Text provided

Tamiya Nissan Fairlady 300zx Turbo

 

I was never particularly enamored with the 300zx – around here in Southern California they’re fairly rare and I know some people consider them legends on the level of the Supra and NSX. The car’s somewhat strange wedge-nosed front end never did it any favors in my eyes, but I have to concede it’s no slouch of a sports car when you look at its stats. That all being said, I only picked it up here because this particular kit from Tamiya is super old, and thus is pretty simple and retails inexpensively.

These older Tamiya kits have very distinctive retro-style boxart. The box itself is also very small compared to the norm we get today.

I was surprised when it mentioned on the box sides that this kit actually came with a complete engine – with how small it was I was almost certain it would be an empty bay build.

Manual blurb about how great the Z is and how it’ll smoke your daddy’s Viper any day of the week.

First order of business before we even get into the car itself is to figure out the wheels. Stockies are never attractive, but those things are particularly egregious.

Thankfully I’ve built enough kits at this point to have racked up quite a store of extras.

The stock wheels were bad, but the tires were worse. Yes I know stock cars come with thicker treads than performance wheels and tires, but these things had so much meat they looked like monster truck tires.

These silver chrome wheels are spares from my R34 GT-R. The tires came off of the aftermarket Aoshima TE37 set that I used on my R32 GT-R. The TE37’s were 19 inch wheels and the R34’s stock wheels are 18 inch, which means the tires are loose on the wheels.

I tried everything I could to try to shrink the rubber and somehow get it to contract so it could fit the smaller wheels snugly, but even after boiling water and a hairdryer it refused to yield any elastic changes. (I read up on a cursory search that heat/boiling should shrink rubber, but that was either outright wrong or only applies to certain types of rubber).

Failing that, I decided the only way to get proper tire specs with the wheels I wanted was to just go out and get new tires. A local hobby shop around my area (Pegasus Hobbies) apparently produces their own wheels and tire sets in-house, and while they have plenty to choose from, I was only interested in the tires.

I decided to ditch the R34’s wheels and use the stock wheels that came on my R32. I never ended up using these because I never actually got the tires with that kit (remember it was a bargain bin warehouse find that was missing parts) but the wheels themselves aren’t bad. I thought the two-piece deep dish construction was unique and would make the otherwise plain 300zx pop a bit more.

Thankfully the tires from Pegasus fit perfectly on the deep dish R32 wheels…at least diameter-wise. The wheels are actually staggered so the rears are wider than the fronts thanks to a deeper chrome lip insert, so the tires don’t quite cover the rears all the way. This wasn’t a big deal though – you’d never notice it unless you’re looking from the bottom of the car.

The left is one of the wheels from the Pegasus wheel/tire set, and the right is one of those same wheels from wrapped in the 300zx’s stock rubber. Thick.

Now that we have the wheels sorted, we can finally start taking a look at the actual car.

I’m impressed with how Tamiya can squeeze a chassis, engine, and interior all into so few runners.

Entries shown
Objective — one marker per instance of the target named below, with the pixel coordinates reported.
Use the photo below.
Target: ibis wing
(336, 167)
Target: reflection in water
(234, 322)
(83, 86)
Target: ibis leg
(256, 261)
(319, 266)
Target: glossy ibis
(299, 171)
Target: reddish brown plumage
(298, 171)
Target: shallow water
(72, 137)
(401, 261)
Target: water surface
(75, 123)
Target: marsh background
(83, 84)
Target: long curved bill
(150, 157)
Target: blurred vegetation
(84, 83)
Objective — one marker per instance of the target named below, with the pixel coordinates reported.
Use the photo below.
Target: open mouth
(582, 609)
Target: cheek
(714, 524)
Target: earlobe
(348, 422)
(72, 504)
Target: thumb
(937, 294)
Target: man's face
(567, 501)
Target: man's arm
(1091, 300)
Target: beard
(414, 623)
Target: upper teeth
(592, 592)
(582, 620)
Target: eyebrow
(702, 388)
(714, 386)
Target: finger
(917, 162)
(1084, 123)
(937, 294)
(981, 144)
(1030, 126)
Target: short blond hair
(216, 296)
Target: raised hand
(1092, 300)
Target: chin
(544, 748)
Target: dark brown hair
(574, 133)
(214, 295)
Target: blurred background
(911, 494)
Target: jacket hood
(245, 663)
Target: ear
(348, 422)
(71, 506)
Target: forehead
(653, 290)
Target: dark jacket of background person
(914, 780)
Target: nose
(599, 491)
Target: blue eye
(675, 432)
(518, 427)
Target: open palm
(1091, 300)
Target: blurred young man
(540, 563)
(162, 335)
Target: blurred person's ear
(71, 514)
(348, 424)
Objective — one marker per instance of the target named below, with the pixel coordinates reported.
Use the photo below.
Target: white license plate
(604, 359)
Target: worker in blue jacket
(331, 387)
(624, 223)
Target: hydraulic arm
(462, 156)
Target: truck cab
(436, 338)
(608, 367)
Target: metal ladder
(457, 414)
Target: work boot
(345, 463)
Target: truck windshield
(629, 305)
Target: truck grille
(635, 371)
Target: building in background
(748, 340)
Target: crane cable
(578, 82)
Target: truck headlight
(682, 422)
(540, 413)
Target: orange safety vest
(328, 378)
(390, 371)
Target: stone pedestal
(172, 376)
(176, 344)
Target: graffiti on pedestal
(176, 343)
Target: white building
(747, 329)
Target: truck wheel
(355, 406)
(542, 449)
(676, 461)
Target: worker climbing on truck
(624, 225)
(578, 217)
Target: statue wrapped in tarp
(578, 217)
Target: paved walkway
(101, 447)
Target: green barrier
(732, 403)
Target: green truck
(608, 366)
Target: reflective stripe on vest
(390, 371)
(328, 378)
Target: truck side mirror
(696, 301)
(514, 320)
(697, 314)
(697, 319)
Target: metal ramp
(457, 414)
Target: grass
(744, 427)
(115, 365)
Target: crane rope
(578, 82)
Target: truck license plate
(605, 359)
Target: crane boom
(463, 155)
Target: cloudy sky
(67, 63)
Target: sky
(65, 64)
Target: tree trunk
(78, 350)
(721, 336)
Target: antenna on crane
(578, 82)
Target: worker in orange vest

Problem to work on
List every car model named in the 300zx build text other than the 300zx itself. Base your answers only on the 300zx build text.

Correct response
Supra, NSX, Viper, R34 GT-R, R32 GT-R